» TASK PROMPT: Copy the rows below, changing every "single pin" to "single marker" and keeping everything else the same.

» DATASET RECORDS:
....
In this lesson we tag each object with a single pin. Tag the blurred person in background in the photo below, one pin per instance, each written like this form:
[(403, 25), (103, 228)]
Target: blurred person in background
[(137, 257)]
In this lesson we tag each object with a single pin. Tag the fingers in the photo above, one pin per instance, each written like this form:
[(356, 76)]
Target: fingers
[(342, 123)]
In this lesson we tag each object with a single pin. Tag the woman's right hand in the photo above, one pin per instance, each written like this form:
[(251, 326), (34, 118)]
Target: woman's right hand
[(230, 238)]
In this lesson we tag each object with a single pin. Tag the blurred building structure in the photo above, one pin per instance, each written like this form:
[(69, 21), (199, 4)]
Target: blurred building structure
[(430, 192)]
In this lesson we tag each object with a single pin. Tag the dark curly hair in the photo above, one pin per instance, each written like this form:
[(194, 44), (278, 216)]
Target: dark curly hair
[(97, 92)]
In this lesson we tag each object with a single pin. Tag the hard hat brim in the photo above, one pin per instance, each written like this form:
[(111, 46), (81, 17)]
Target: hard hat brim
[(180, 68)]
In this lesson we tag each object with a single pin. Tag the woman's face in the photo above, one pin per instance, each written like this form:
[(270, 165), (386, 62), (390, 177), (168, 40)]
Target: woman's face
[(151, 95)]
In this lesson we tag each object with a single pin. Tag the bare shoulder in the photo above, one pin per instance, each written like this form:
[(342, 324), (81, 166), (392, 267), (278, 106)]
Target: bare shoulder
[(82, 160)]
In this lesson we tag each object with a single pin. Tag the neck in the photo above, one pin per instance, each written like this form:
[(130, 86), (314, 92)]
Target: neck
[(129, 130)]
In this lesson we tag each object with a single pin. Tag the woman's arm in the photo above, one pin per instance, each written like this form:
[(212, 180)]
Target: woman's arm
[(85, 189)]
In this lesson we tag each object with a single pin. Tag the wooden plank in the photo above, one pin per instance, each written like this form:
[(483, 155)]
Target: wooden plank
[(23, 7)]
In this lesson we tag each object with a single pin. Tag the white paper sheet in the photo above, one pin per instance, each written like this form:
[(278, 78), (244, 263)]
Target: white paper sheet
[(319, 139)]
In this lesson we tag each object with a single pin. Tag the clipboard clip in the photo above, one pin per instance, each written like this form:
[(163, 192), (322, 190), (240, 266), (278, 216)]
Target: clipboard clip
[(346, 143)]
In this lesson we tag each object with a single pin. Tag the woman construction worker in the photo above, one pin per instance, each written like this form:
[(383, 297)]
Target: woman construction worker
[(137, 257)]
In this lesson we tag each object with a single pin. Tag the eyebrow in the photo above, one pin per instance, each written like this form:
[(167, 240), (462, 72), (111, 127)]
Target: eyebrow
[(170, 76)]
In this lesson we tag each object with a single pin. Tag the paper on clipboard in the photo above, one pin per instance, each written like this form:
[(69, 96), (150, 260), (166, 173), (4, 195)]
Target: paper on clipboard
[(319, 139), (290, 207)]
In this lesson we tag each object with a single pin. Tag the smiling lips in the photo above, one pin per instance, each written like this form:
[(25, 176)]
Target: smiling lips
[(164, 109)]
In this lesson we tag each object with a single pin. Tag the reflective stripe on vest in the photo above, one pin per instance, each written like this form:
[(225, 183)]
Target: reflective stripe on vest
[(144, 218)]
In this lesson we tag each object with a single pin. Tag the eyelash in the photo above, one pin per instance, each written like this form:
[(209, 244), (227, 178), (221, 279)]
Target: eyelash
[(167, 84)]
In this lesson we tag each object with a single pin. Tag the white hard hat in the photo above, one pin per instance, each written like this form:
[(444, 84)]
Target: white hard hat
....
» PROBLEM SOLUTION:
In this lesson we tag each object with a single marker. Tag the blurred person in background in the photo below, one pin per instance, each written like this form:
[(403, 25), (103, 228)]
Target: blurred person in background
[(137, 257)]
In this lesson we tag each object with a single marker. Tag the fingers in the photo above, one pin per instance, each written like this form:
[(356, 76)]
Target: fingers
[(342, 123)]
In this lesson we tag each object with a single marker. Tag the woman's right hand in the photo above, one pin per instance, each written like this form:
[(251, 326), (34, 118)]
Target: woman's right hand
[(230, 238)]
In this lesson we tag each object with a single marker. Tag the blurred building structure in the photo above, one pin per instance, each written like this form:
[(69, 21), (199, 4)]
Target: blurred building structure
[(430, 192)]
In this lesson we tag each object with a single marker. Tag the dark curly hair in the photo above, one pin per instance, each written like this form:
[(194, 44), (278, 216)]
Target: dark curly hair
[(97, 92)]
In this lesson we tag each object with a single marker. Tag the hard hat brim in the photo above, one pin per instance, each written like this form:
[(111, 46), (81, 17)]
Target: hard hat brim
[(180, 68)]
In this lesson we tag each object with a single marker. Tag the woman's face in the photo above, one pin per instance, each written like this form:
[(270, 165), (386, 62), (390, 177), (168, 40)]
Target: woman's face
[(151, 95)]
In this lesson we tag each object with a single marker. Tag the bare shoulder in the photo above, one pin per instance, each written like this form:
[(342, 324), (81, 166), (392, 267), (278, 106)]
Target: bare shoulder
[(82, 160)]
In this lesson we tag each object with a single marker. Tag the neck in the photo above, one pin per instance, each written like this form:
[(130, 86), (314, 92)]
Target: neck
[(129, 130)]
In this lesson we tag each object with a single marker. Tag the woman's arm in the photo above, one pin per instance, each written like this form:
[(212, 180)]
Target: woman's arm
[(85, 189)]
In this lesson we tag each object with a single marker. Tag the wooden plank in the photo above, one pin per instance, each written like this form:
[(483, 155)]
Target: wooden plank
[(23, 7)]
In this lesson we tag each object with a single marker. Tag the white paper sheet in the photo above, one pin per instance, each written like this form:
[(278, 78), (244, 263)]
Target: white paper sheet
[(319, 139)]
In this lesson we tag each object with a single marker. Tag the clipboard clip in the photo above, one pin per instance, each written like this form:
[(163, 192), (322, 190), (240, 266), (278, 216)]
Target: clipboard clip
[(346, 143)]
In this lesson we tag each object with a single marker. Tag the woman construction worker in the photo above, one pin per instance, each written like this form:
[(383, 297)]
Target: woman construction worker
[(137, 257)]
In this lesson we tag each object with a single marker. Tag the eyebrow in the photo above, one pin per instance, each written like this form:
[(167, 240), (462, 72), (111, 127)]
Target: eyebrow
[(170, 76)]
In this lesson we tag each object with a single marker. Tag the paper on clipboard in the photo above, one pin per instance, each written like this form:
[(69, 96), (150, 260), (166, 173), (4, 195)]
Target: paper on clipboard
[(319, 139), (290, 207)]
In this lesson we tag each object with a single marker. Tag the smiling lips in the photo above, one pin per instance, each written like this form:
[(25, 176)]
Target: smiling lips
[(164, 109)]
In this lesson we tag each object with a single marker. Tag the reflective stripe on vest in the photo above, one pin per instance, each written like this form:
[(225, 183)]
Target: reflective stripe on vest
[(144, 218)]
In this lesson we tag each object with a single marker. Tag the eyelash in the photo above, one pin per instance, each written like this form:
[(209, 244), (227, 178), (221, 279)]
Target: eyelash
[(167, 84)]
In this lesson we tag each object with a single marker. Tag the white hard hat in the photo above, one pin per instance, each written like this form:
[(444, 84)]
Target: white hard hat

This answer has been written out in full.